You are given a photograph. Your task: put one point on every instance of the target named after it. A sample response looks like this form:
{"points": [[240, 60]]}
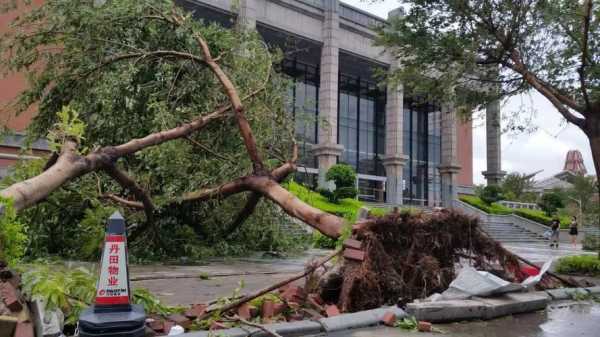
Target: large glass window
{"points": [[422, 145], [303, 103], [361, 124]]}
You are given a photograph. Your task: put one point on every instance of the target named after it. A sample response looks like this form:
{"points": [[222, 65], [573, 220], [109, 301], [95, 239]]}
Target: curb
{"points": [[435, 312]]}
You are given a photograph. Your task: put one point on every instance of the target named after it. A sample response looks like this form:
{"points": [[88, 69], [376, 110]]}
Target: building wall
{"points": [[352, 38], [465, 153]]}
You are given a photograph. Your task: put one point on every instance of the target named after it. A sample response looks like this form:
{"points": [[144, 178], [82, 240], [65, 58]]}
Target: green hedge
{"points": [[582, 264], [347, 208], [531, 214], [541, 217], [491, 209]]}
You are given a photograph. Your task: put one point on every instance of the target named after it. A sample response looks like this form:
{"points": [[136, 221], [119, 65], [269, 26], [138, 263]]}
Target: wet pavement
{"points": [[184, 285], [566, 319], [541, 253]]}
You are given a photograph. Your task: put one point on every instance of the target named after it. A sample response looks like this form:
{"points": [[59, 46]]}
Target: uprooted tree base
{"points": [[409, 256]]}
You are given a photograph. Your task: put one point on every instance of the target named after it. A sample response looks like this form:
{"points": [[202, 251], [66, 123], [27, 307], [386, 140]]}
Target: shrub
{"points": [[551, 202], [491, 194], [541, 217], [12, 233], [491, 209], [344, 177], [582, 264]]}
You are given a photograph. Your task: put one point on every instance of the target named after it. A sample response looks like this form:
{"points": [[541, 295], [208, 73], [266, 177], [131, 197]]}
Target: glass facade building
{"points": [[422, 145]]}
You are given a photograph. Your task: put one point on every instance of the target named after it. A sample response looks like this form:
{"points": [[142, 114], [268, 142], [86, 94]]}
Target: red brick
{"points": [[244, 311], [296, 317], [157, 325], [179, 319], [278, 308], [312, 313], [268, 309], [167, 325], [196, 310], [389, 318], [332, 310], [293, 294], [217, 326], [354, 244], [354, 254], [24, 329], [10, 297], [424, 326], [315, 301]]}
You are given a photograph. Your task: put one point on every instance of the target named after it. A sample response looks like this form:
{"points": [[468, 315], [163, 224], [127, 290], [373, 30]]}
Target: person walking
{"points": [[554, 237], [573, 231]]}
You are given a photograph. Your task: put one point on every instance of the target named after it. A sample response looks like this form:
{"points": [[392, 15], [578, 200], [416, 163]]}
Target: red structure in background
{"points": [[574, 163]]}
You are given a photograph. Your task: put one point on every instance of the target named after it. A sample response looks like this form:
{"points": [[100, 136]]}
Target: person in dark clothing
{"points": [[555, 227], [573, 231]]}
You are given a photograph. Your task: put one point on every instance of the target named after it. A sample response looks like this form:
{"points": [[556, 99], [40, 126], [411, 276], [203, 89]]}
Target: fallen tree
{"points": [[406, 257]]}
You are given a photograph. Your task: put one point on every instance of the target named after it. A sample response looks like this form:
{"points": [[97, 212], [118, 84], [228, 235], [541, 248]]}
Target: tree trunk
{"points": [[27, 193], [326, 223]]}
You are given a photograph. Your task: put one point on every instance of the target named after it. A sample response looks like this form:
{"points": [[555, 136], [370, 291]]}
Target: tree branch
{"points": [[128, 183], [123, 201], [587, 10], [236, 102]]}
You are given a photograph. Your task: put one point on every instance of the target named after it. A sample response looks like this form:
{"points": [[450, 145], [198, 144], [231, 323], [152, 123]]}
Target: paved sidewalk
{"points": [[183, 285], [538, 253]]}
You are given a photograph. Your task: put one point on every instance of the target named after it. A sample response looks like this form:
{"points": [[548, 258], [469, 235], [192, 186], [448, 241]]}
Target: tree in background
{"points": [[550, 202], [449, 50], [491, 194], [156, 113]]}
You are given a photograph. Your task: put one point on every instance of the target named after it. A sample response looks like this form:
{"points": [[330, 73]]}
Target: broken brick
{"points": [[156, 325], [424, 326], [316, 302], [179, 319], [352, 243], [389, 318], [278, 308], [268, 309], [332, 310], [354, 254], [313, 313], [217, 326], [293, 294], [24, 329], [167, 325], [196, 310], [244, 311], [10, 297], [295, 317]]}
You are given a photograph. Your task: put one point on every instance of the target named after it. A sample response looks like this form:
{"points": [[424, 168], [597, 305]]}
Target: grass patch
{"points": [[494, 208], [531, 214], [581, 264], [347, 208]]}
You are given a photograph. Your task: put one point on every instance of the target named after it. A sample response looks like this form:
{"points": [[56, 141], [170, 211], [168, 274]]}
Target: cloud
{"points": [[544, 149]]}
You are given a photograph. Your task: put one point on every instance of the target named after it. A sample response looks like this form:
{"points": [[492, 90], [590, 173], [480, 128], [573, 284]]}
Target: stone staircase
{"points": [[507, 232], [507, 228]]}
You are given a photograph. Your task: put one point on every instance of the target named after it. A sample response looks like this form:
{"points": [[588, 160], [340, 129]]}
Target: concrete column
{"points": [[494, 173], [449, 167], [394, 159], [247, 14], [327, 150]]}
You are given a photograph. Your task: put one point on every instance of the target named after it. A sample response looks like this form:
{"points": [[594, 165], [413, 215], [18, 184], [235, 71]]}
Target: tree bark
{"points": [[326, 223]]}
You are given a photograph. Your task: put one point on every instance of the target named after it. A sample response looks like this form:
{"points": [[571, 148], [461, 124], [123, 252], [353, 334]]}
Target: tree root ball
{"points": [[410, 256]]}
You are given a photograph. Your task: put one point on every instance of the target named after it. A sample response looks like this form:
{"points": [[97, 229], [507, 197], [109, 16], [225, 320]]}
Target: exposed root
{"points": [[411, 256]]}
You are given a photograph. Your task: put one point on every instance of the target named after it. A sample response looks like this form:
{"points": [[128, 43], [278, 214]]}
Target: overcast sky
{"points": [[542, 149]]}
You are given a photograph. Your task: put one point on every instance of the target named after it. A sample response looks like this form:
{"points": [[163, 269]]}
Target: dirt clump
{"points": [[410, 256]]}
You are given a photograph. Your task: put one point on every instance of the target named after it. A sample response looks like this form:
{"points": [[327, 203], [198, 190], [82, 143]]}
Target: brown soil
{"points": [[411, 256]]}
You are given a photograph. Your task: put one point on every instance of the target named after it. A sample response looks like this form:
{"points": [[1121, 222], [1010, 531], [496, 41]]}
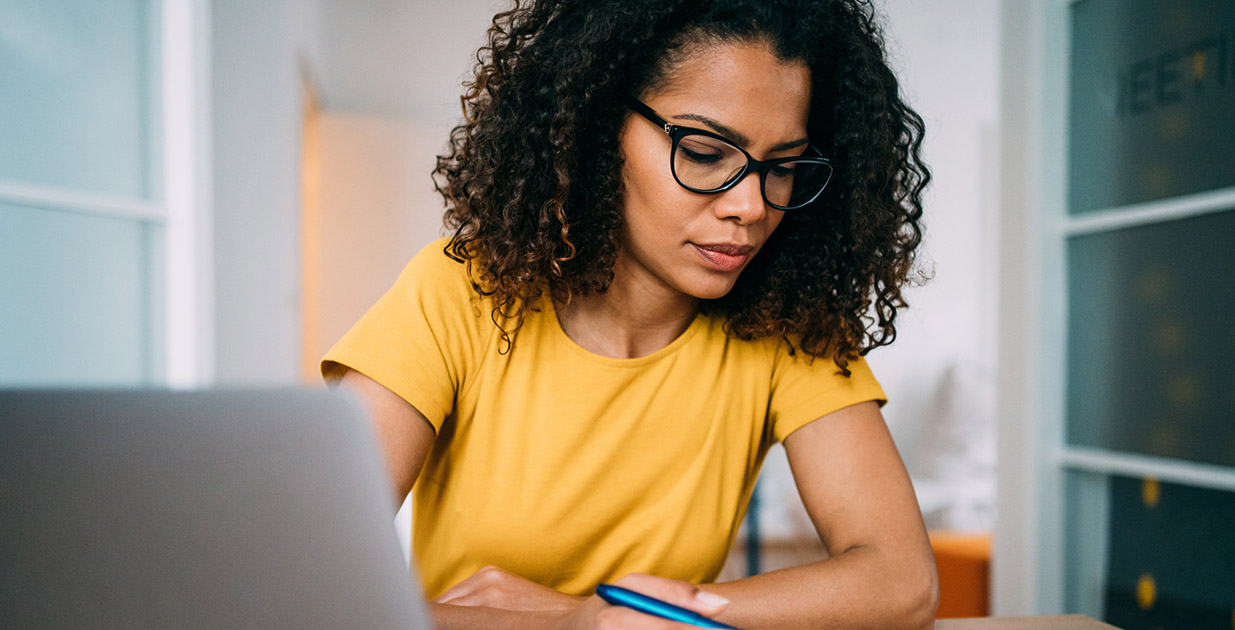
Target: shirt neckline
{"points": [[550, 310]]}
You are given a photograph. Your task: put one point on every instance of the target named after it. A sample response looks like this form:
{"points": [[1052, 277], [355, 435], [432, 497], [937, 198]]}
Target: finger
{"points": [[468, 586], [678, 593]]}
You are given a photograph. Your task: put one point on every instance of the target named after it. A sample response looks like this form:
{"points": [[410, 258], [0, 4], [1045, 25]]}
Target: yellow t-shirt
{"points": [[572, 468]]}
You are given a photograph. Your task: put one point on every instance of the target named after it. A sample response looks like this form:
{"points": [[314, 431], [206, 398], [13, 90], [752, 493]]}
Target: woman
{"points": [[677, 225]]}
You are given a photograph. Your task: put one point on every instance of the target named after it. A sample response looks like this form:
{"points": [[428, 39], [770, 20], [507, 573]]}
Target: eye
{"points": [[699, 157], [786, 169], [703, 150]]}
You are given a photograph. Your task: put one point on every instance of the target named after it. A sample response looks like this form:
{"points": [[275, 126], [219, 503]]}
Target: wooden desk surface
{"points": [[1024, 623]]}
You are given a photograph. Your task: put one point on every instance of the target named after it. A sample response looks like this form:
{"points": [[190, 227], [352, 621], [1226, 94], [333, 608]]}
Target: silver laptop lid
{"points": [[196, 509]]}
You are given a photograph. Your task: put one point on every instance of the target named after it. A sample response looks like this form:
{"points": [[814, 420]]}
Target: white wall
{"points": [[256, 199], [377, 206]]}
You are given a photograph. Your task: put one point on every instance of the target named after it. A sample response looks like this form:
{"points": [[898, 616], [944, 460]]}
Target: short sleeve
{"points": [[421, 339], [807, 388]]}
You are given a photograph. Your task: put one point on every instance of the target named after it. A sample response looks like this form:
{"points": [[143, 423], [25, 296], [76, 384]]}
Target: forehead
{"points": [[745, 85]]}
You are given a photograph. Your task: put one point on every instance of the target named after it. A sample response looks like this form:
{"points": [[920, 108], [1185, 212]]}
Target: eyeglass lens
{"points": [[705, 163]]}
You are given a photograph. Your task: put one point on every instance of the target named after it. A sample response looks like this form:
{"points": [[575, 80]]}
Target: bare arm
{"points": [[404, 434], [881, 571]]}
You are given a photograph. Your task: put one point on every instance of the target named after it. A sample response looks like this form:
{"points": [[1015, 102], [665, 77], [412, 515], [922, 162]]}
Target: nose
{"points": [[742, 203]]}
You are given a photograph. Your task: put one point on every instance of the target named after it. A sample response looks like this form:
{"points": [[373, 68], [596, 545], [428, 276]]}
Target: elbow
{"points": [[920, 602]]}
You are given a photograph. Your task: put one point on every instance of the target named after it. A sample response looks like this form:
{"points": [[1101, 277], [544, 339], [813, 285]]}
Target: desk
{"points": [[1024, 623]]}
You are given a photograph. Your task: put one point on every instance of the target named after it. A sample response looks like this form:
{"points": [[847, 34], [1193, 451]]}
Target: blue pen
{"points": [[623, 597]]}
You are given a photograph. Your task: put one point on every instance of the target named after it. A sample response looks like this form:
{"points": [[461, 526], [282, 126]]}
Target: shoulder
{"points": [[435, 278]]}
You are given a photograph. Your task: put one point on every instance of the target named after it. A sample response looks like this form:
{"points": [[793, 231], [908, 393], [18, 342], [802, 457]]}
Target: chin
{"points": [[710, 290]]}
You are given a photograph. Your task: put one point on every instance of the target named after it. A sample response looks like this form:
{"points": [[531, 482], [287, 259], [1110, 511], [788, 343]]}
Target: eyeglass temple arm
{"points": [[647, 113]]}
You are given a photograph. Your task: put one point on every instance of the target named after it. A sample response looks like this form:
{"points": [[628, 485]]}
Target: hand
{"points": [[493, 587], [597, 614]]}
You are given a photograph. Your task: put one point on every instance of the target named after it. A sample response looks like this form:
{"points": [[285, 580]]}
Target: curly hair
{"points": [[532, 177]]}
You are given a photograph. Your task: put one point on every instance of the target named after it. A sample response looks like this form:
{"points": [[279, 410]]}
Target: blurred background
{"points": [[200, 193]]}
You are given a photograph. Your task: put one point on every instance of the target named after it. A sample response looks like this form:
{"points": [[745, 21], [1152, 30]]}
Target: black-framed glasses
{"points": [[707, 162]]}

== == ==

DESCRIPTION OF THE TASK:
Count the lines of the records above that contain the word "tree". Give only the number.

COMPLETE OUTPUT:
7